*Exercise description:*
Pull out every line of the records below that contains the word "winter", copying each line in full. Treat uppercase and lowercase letters as different.

*Provided entries:*
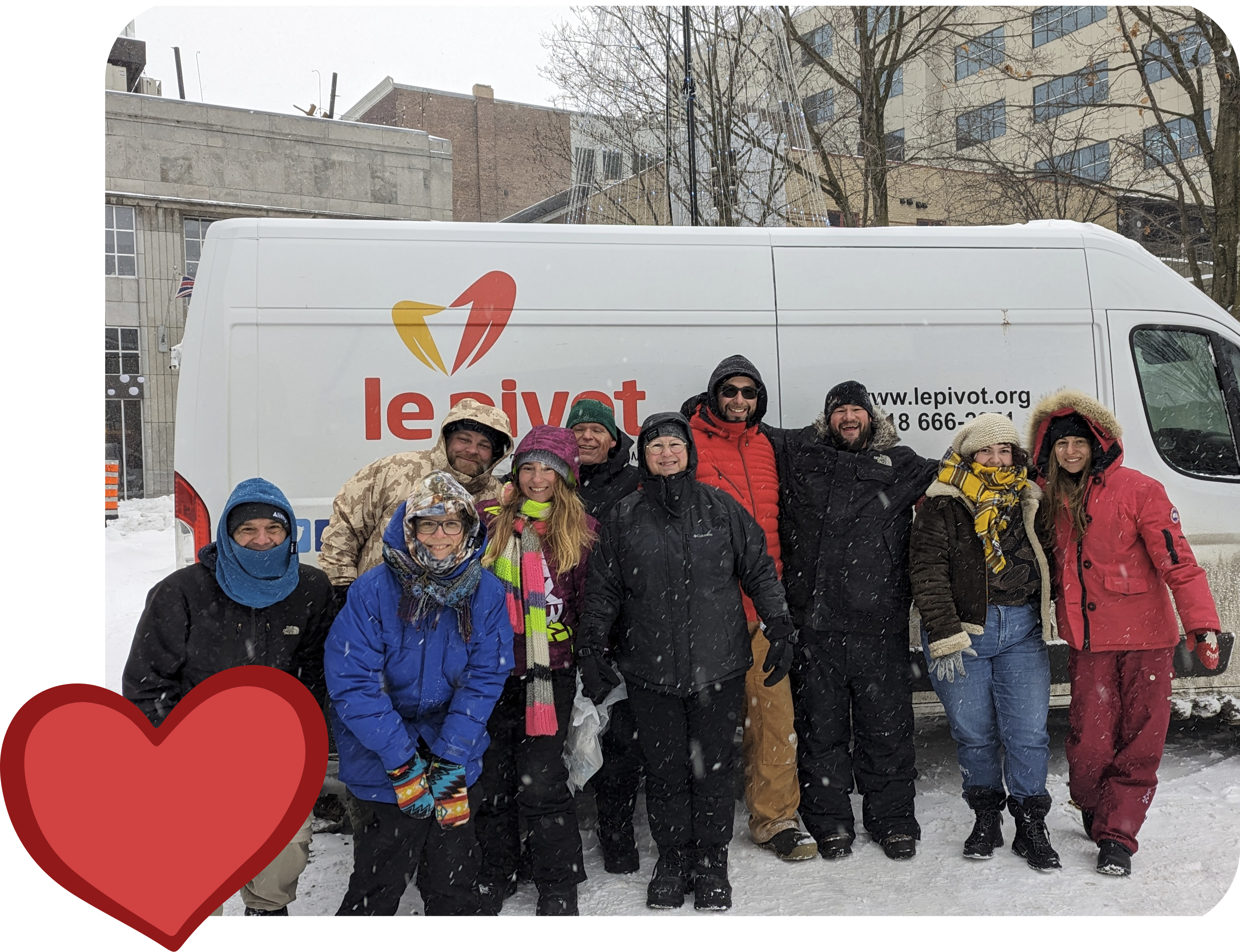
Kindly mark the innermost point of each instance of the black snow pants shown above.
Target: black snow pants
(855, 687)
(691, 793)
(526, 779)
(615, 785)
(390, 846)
...
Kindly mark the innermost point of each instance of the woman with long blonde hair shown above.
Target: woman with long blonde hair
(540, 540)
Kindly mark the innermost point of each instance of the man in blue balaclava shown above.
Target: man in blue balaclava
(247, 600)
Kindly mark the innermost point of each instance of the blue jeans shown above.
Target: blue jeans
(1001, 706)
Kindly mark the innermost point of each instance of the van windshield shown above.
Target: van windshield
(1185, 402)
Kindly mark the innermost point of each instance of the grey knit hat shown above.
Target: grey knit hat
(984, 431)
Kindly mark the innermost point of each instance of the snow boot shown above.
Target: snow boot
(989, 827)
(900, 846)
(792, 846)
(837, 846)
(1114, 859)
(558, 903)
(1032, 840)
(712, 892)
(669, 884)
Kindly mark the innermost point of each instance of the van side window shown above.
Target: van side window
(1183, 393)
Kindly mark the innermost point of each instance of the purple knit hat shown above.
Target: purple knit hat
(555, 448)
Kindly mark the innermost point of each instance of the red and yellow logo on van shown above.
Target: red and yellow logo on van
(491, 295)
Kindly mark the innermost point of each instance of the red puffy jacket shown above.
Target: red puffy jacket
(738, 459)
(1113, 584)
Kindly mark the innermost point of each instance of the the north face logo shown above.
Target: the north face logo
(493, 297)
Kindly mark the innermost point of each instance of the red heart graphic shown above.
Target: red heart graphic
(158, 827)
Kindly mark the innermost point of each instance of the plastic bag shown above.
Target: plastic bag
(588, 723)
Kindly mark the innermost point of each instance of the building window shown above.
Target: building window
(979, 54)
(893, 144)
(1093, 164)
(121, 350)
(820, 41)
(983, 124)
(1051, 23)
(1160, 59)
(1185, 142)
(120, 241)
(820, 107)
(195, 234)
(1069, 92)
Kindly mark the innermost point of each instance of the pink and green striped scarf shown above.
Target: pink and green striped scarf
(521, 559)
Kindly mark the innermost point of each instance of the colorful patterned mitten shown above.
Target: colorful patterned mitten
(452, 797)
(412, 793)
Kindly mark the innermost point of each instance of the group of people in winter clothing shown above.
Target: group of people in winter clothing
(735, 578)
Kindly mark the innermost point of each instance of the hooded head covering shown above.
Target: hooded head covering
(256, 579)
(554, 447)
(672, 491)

*Output of the exercise:*
Kindly mark the innermost point of each instance of the group of people in winter clothing shown above.
Target: group of people in winter clothing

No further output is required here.